** begin DATA SUPPLIED **
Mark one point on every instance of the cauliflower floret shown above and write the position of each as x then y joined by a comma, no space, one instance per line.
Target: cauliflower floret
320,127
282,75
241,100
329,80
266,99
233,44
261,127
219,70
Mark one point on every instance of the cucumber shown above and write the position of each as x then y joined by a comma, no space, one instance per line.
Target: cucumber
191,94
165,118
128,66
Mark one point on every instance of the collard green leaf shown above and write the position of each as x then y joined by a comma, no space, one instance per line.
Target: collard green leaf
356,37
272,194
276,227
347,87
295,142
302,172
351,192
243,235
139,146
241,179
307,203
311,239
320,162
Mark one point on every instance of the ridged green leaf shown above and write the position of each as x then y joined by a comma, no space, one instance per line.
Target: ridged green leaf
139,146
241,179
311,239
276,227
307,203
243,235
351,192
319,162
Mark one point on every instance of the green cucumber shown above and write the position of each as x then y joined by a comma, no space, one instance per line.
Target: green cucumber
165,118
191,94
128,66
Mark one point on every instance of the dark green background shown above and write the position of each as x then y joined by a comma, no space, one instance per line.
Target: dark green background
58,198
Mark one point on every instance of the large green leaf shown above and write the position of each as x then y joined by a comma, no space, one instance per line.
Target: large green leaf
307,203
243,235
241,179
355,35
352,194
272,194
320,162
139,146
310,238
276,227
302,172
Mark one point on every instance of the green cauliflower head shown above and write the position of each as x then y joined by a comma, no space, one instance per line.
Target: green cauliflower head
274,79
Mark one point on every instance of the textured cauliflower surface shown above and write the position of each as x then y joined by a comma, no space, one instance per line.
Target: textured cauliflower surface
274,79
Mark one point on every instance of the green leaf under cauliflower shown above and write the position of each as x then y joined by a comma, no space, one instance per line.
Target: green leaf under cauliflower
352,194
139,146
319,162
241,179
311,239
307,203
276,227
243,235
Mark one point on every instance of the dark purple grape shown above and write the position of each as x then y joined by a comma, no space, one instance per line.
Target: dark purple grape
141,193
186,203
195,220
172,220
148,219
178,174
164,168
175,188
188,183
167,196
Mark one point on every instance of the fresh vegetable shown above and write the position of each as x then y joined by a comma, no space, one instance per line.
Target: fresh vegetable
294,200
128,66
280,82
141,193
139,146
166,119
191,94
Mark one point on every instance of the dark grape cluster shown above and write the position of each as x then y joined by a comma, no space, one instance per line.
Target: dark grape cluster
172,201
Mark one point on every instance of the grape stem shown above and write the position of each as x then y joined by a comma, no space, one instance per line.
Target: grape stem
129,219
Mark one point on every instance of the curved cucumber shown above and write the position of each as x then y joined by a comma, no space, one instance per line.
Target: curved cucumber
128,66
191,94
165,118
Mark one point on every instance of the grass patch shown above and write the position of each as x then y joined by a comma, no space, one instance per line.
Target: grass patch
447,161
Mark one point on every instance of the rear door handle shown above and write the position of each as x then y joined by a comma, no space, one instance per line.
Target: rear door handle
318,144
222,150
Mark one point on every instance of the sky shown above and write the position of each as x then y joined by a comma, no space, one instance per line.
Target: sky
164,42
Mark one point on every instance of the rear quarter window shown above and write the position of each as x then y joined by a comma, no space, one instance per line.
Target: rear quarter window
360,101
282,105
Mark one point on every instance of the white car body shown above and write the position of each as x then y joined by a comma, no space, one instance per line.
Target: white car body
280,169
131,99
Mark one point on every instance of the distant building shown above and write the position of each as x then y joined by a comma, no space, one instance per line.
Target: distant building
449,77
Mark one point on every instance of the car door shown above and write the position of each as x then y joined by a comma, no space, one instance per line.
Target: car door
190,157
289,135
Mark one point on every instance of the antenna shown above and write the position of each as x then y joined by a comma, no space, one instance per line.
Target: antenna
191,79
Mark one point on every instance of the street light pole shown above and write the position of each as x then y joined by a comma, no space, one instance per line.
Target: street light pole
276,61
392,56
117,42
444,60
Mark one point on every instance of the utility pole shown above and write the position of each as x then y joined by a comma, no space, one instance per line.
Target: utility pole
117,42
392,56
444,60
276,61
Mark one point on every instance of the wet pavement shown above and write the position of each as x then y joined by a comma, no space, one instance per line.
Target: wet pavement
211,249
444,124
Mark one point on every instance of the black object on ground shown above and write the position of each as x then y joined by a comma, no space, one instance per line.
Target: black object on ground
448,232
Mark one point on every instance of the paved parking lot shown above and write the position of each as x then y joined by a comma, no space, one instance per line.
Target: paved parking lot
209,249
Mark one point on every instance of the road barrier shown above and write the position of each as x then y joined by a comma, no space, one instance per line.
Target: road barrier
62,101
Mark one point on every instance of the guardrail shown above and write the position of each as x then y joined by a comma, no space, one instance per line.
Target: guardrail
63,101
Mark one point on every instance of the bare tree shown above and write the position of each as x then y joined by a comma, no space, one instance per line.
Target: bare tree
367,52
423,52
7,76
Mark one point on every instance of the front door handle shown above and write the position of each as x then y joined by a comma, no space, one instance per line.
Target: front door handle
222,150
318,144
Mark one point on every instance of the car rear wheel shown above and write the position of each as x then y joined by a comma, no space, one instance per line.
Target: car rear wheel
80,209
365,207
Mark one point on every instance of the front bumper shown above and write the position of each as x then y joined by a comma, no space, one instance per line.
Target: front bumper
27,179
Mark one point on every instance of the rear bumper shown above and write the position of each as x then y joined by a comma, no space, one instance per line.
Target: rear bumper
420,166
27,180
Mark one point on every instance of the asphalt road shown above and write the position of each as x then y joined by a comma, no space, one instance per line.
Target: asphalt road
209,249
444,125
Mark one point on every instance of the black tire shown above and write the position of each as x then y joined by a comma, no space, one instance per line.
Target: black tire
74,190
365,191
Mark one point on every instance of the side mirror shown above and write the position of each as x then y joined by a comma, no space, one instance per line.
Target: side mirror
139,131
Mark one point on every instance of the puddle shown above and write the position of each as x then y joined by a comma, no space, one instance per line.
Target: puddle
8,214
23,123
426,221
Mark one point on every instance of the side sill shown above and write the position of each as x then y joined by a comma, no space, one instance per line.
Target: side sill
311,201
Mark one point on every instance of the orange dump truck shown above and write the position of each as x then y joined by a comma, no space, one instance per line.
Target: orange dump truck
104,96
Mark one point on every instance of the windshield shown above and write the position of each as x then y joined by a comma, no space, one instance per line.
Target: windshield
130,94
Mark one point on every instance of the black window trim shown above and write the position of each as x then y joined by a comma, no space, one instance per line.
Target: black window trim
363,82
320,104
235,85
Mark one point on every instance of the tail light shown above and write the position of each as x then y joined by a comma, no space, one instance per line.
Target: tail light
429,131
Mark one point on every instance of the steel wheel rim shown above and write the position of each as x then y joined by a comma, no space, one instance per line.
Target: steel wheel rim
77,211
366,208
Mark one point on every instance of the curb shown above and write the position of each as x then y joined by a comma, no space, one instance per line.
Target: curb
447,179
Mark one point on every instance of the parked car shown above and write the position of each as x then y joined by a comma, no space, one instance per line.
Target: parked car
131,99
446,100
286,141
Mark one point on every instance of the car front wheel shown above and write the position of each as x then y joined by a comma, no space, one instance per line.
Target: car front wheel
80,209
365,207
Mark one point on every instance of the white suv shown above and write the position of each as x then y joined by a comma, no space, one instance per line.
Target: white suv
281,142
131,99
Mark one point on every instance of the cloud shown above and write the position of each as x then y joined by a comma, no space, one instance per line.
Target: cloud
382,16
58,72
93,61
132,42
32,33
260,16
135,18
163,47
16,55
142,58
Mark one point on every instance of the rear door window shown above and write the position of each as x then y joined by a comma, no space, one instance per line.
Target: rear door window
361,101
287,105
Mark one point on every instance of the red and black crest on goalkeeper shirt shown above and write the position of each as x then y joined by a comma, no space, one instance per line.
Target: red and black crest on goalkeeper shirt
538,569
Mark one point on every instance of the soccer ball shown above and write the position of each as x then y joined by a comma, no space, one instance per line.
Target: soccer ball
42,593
** end DATA SUPPLIED **
◆ EXERCISE
Output exactly the lines from the one containing "Mark one point on every instance of the cloud" through the last line of the entries, both ends included.

◆ TASK OUTPUT
Mark one point on every instance of the cloud shown above and write the position of each as x then y joined by a comma, no space, one instance per line.
Target: cloud
382,16
58,72
93,61
132,42
32,33
260,16
135,18
163,47
16,55
142,58
Mark one point on every instance of the rear door window shown above and write the position of each as x then y joined by a comma, no space, one instance per line.
Target: rear door window
361,101
287,105
Mark one point on every instance of the red and black crest on goalkeeper shirt shown above and write the position of each as x then y joined by a comma, no space, one instance per line.
Target: red and black crest on goalkeeper shirt
538,569
Mark one point on every instance of the soccer ball shown above and write the position of each as x then y joined by a comma, no space, one instance per line.
Target: soccer ball
42,593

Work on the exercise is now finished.